━━━━━ Input

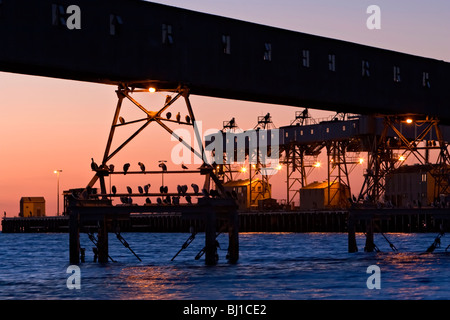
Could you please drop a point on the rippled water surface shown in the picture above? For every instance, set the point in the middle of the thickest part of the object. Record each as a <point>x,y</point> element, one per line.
<point>271,267</point>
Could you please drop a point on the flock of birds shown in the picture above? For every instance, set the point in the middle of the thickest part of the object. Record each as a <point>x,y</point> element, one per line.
<point>164,198</point>
<point>126,167</point>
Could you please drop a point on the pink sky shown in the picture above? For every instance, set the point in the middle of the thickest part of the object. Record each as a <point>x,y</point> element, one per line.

━━━━━━━━━━

Requirement
Copy the items above word for word, without the pictures.

Written solution
Could you please drop a point on the rippled water surface shown in the picture above? For every instance, set the point in the middle of the thickest part of the object. Record each as a <point>x,y</point> element, one per line.
<point>271,267</point>
Could you please drop a point on the flock of birds shown in the picture above? For every instance, set the point in the middle of the thickest part of the object. Record each as a <point>x,y</point> element, one per line.
<point>164,198</point>
<point>126,167</point>
Could you please drop a point on the pink sky shown in the picture above? For every instance, set the point in the middle of the thickest part of the object. Record each as a <point>x,y</point> element, one per line.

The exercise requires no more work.